▶

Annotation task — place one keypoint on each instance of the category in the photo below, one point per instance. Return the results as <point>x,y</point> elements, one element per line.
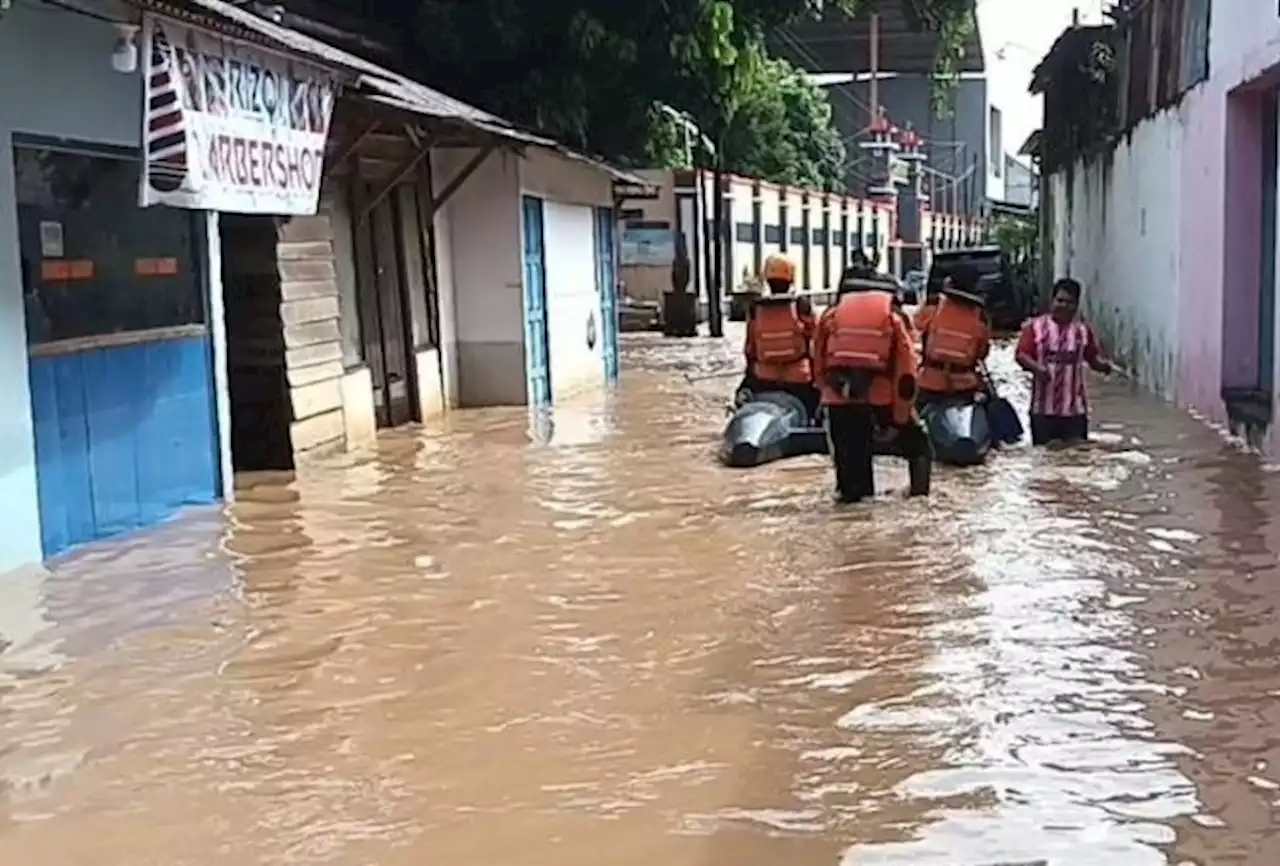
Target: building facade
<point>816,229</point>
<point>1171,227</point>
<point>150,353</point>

◀
▶

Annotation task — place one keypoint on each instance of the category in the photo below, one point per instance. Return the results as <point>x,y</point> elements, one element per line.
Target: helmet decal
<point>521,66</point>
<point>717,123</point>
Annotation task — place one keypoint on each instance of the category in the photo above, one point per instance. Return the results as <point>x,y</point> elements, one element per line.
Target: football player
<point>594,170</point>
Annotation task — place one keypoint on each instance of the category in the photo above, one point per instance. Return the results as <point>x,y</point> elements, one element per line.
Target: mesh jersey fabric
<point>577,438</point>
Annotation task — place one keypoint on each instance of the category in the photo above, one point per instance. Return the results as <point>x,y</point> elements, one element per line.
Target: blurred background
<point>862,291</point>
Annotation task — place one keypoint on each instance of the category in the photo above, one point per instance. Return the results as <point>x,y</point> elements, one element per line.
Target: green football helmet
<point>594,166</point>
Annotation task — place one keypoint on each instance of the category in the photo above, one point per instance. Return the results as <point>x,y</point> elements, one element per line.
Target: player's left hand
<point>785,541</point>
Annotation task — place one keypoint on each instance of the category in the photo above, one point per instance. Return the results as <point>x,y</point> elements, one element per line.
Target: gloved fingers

◀

| WHAT YOU NEED TO DO |
When you reach the line holding "Target: player's left hand" in the records above, begin reproducing exactly, stop after the line holding "Target: gloved fingers", and output nothing else.

| RESPONSE TO THIS TASK |
Target: player's left hand
<point>785,541</point>
Annotation task — place one keypoint on each instance of the category in the photo above, one point per instance. Return the results as <point>x,y</point> elements, one element per line.
Target: gloved fingers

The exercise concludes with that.